**What you need to do**. Line by line, reproduce the records exactly.

**Supplied data**.
=== Section Start ===
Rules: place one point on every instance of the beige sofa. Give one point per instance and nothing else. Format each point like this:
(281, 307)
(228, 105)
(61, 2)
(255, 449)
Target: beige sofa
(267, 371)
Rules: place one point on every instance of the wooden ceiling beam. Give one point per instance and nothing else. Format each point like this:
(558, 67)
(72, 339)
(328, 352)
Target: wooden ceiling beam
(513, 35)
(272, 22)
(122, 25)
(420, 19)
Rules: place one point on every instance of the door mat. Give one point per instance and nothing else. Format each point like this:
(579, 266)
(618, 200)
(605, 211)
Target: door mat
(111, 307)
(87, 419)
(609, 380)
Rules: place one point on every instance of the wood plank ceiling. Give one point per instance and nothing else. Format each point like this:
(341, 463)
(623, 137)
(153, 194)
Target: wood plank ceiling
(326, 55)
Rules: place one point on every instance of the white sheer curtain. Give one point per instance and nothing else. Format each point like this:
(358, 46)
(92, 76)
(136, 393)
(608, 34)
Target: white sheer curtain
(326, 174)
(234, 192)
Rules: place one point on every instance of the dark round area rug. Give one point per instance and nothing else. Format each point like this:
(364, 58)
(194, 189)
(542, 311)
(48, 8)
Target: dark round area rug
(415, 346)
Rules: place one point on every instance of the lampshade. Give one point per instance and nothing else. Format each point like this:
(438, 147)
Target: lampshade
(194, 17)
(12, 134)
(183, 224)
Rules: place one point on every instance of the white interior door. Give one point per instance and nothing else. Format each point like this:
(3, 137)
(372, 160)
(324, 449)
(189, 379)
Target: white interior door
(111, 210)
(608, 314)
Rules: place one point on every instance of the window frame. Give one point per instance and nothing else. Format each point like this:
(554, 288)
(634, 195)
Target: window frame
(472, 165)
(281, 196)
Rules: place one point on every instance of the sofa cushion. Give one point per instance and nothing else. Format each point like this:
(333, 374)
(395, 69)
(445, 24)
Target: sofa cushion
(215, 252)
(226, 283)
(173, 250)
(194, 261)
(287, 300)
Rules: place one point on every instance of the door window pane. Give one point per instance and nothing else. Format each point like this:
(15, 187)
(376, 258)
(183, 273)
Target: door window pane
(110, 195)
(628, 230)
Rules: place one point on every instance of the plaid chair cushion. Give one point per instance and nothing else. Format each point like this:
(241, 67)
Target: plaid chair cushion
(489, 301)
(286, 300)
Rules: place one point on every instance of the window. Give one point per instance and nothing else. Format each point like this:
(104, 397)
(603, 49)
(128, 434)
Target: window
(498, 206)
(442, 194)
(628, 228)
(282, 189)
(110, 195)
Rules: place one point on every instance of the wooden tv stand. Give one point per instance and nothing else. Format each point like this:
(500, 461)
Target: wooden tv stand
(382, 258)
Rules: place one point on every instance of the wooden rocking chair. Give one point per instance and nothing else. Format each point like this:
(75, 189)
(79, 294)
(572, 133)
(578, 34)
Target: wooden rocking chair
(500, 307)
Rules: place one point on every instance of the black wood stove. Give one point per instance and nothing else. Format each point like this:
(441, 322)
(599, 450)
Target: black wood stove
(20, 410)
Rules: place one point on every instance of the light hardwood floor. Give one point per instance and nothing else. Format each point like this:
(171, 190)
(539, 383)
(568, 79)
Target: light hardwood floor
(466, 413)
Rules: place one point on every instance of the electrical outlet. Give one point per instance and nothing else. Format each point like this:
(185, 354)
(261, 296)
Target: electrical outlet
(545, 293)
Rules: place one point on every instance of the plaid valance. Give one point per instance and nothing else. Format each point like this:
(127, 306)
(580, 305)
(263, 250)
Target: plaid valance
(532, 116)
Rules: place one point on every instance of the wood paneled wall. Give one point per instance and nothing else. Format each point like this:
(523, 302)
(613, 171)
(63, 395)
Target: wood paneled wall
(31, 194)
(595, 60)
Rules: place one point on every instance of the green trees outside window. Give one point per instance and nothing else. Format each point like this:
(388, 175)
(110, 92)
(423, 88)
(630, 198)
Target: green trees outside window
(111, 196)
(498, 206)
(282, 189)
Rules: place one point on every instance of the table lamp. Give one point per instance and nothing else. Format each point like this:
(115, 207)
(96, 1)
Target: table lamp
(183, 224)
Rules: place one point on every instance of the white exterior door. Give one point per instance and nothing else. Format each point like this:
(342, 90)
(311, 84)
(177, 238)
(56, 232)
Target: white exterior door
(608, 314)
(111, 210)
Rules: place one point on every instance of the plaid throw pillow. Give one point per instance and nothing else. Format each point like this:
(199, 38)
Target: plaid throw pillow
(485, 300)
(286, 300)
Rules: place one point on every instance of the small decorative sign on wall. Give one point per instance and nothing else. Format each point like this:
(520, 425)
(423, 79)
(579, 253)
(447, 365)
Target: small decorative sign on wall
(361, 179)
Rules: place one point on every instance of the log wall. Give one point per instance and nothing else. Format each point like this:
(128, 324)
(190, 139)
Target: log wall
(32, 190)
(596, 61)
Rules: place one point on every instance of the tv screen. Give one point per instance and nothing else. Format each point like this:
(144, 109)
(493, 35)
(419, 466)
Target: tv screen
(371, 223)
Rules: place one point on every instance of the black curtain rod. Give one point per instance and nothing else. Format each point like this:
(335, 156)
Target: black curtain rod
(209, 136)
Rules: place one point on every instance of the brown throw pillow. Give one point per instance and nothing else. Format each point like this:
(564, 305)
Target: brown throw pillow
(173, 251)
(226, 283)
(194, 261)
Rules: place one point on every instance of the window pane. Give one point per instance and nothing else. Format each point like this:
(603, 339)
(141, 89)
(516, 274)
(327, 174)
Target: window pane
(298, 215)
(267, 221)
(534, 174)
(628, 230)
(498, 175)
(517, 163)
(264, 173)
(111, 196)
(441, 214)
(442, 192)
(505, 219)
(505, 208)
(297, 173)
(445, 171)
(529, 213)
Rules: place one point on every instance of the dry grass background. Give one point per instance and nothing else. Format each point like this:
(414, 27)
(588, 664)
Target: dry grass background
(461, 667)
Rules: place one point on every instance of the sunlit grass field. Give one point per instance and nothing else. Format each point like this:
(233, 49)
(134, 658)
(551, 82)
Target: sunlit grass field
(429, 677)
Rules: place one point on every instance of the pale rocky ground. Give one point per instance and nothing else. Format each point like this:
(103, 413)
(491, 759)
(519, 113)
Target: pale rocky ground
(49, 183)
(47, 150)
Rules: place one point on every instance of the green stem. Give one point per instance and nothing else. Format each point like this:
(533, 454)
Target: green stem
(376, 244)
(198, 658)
=== Section End ===
**Solution to this exercise**.
Rules: place one point on every instance of the beige sofa. Give one point per instance and nothing else. Format each point like this:
(281, 307)
(228, 105)
(61, 2)
(255, 449)
Target: beige sofa
(267, 371)
Rules: place one point on every instance of the wooden ceiling beam. Give one point per instance and nothing else. Format each point like this:
(558, 67)
(72, 339)
(328, 352)
Target: wooden ceiling beam
(513, 35)
(272, 22)
(122, 25)
(420, 19)
Rules: place one point on every instance of the door mat. Give one point per instance and nothing else. Format each point like this:
(579, 266)
(618, 200)
(605, 211)
Target: door mat
(111, 307)
(87, 419)
(609, 380)
Rules: place one point on every instance of the wood plank ceiling. Give one point per instance and nothing else. Format each point like this:
(341, 463)
(623, 137)
(153, 194)
Target: wood plank ceiling
(326, 55)
Rules: place one point on every instance of the white sheer curtain. Give one point per instance and nothing else. Format each point like this:
(358, 46)
(92, 76)
(136, 393)
(608, 34)
Target: white sheer curtain
(326, 174)
(234, 192)
Rules: place one point on every instance of the dark round area rug. Give one point per instance and nothing else. Format each point like this:
(364, 58)
(194, 189)
(542, 311)
(48, 8)
Target: dark round area rug
(415, 346)
Rules: place one point on every instance of the lampshade. Give one point per instance and nothing else. Format each point like this:
(438, 147)
Target: lampshade
(194, 17)
(12, 134)
(183, 224)
Rules: place one point on every instance of the white interior door. Give one point per instance and nothing else. Format each point like this:
(3, 137)
(372, 160)
(324, 449)
(189, 379)
Target: white interior door
(111, 210)
(608, 314)
Rules: place one point on every instance of the window frame. Give one point per instance and nothing else. Format each point like this:
(554, 288)
(634, 195)
Target: window frame
(472, 165)
(281, 196)
Rules: place one point on every instance of the sofa cushion. Give one point per instance and nothing else. Format each point like this:
(333, 374)
(395, 69)
(445, 24)
Target: sofa cushion
(215, 252)
(226, 283)
(173, 250)
(194, 261)
(287, 300)
Rules: place one point on every instance of the door window pane. Give one point per instance and nothing else. Format each point like this:
(15, 187)
(376, 258)
(183, 273)
Target: door window pane
(110, 195)
(628, 230)
Rules: place one point on every instance of the plaid chair cushion. Give one point per instance and nothing else. Format each point like this:
(241, 67)
Target: plaid chair cushion
(489, 301)
(286, 300)
Rules: place one point on every instance of the window. Give one point per instance and nothing else. Format each point like this:
(104, 397)
(603, 49)
(128, 434)
Target: window
(498, 206)
(442, 194)
(628, 228)
(282, 189)
(110, 195)
Rules: place one point on every instance of the wooden tv stand. Give one point per instance and nothing else. Format each point like this:
(500, 461)
Target: wooden tv stand
(382, 258)
Rules: place one point on every instance of the wooden rocking chair. Give one point per instance and nothing else. Format each point like this:
(75, 189)
(79, 294)
(572, 133)
(578, 34)
Target: wooden rocking chair
(500, 307)
Rules: place one point on every instance of the black wood stove. Give one point per instance and nothing else. Format each point like this:
(441, 322)
(599, 450)
Target: black wood stove
(20, 410)
Rules: place one point on every instance of the light hardwood floor. Give one point per instance and nothing else. Format each point like this:
(171, 190)
(539, 383)
(568, 79)
Target: light hardwood floor
(466, 413)
Rules: place one point on every instance of the electrical outlet. Give one point per instance and nothing else. Format each point like this:
(185, 354)
(261, 296)
Target: electrical outlet
(545, 293)
Rules: place one point on every instance of the plaid valance. Give one point per instance and nothing else. Format each point like this:
(127, 306)
(580, 305)
(263, 250)
Target: plaid valance
(532, 116)
Rules: place one point on every instance of the wood paneled wall. Give one point per instance and nothing else. Format each point like this:
(523, 302)
(613, 171)
(63, 395)
Target: wood paneled wall
(31, 194)
(595, 60)
Rules: place one point on every instance of the green trees outside window. Give one point per instance and nothing else. Format each point like this:
(388, 175)
(110, 92)
(423, 88)
(630, 198)
Target: green trees outside window
(111, 196)
(498, 206)
(282, 189)
Rules: place one point on every instance of the table lamp. Give one point per instance and nothing else. Format each point like this:
(115, 207)
(96, 1)
Target: table lamp
(183, 224)
Rules: place one point on every instance of the white exterior door. Give one point per instance and nothing else. Format each point like this:
(342, 90)
(311, 84)
(177, 238)
(56, 232)
Target: white exterior door
(608, 314)
(111, 210)
Rules: place one point on every instance of the plaid throw pillow. Give one point per instance and nothing else. Format each point like this:
(199, 38)
Target: plaid throw pillow
(485, 300)
(286, 300)
Rules: place one point on every instance of the small decorative sign on wall. Give one point per instance and nothing else. Format each point like this:
(520, 425)
(423, 79)
(579, 253)
(447, 365)
Target: small decorative sign on wall
(361, 179)
Rules: place one point on every instance of the log wall. Give one point per instance and nothing else. Format each point like this:
(128, 324)
(190, 139)
Target: log wall
(32, 190)
(596, 61)
Rules: place one point on every instance of the tv screen. Give one point per instance and nothing else. Format each point like this:
(144, 109)
(493, 35)
(419, 466)
Target: tv screen
(371, 223)
Rules: place one point on every instance of the black curtain rod. Give one point per instance and nothing else. Format each point like this:
(335, 156)
Target: black curtain rod
(209, 136)
Rules: place one point on every instance of the brown throw pillow. Give one point per instance and nothing else. Format each point like this:
(564, 305)
Target: brown throw pillow
(173, 251)
(226, 283)
(194, 261)
Rules: place one point on every instance of the window pane. Give one point per instance and nothing else. Format each point like this:
(603, 339)
(141, 89)
(516, 274)
(327, 174)
Target: window pane
(298, 215)
(267, 221)
(534, 174)
(628, 230)
(498, 175)
(517, 163)
(264, 173)
(111, 196)
(441, 214)
(442, 192)
(505, 219)
(505, 208)
(297, 173)
(445, 171)
(529, 213)
Rules: place one point on every instance of the dry grass background. Give one point per instance and nothing else. Format each point like this:
(414, 27)
(588, 664)
Target: dry grass background
(461, 667)
Rules: place one point on every instance of the sunlit grass field. Give one point per instance and nothing else. Format each point like this:
(233, 49)
(134, 658)
(551, 82)
Target: sunlit grass field
(429, 677)
Rules: place one point on every instance of the pale rocky ground. Give one point per instance and nothing else. Format each point like this:
(103, 413)
(491, 759)
(519, 113)
Target: pale rocky ground
(49, 183)
(47, 150)
Rules: place one point on every instance of the green stem. Give one point per instance and nothing else. Format each point like this:
(533, 454)
Target: green stem
(376, 244)
(198, 658)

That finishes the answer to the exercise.